▶ RAW RECORDS
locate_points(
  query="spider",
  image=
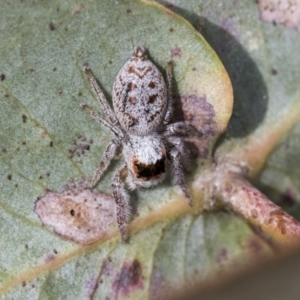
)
(141, 121)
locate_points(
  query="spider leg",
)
(115, 129)
(170, 99)
(122, 201)
(181, 129)
(178, 178)
(107, 157)
(101, 98)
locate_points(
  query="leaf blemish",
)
(129, 277)
(24, 118)
(80, 146)
(51, 26)
(176, 51)
(75, 215)
(198, 112)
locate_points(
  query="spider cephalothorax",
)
(141, 122)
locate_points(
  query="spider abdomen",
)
(139, 95)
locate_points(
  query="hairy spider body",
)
(141, 122)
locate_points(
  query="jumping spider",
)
(141, 121)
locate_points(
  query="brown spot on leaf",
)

▶ STATED EXERCISE
Gather each line in the records above that contains the word "leaf" and copy those lines unchanged.

▶ WRITTEN RESPONSE
  query="leaf blemish",
  query="brown spot on leaf",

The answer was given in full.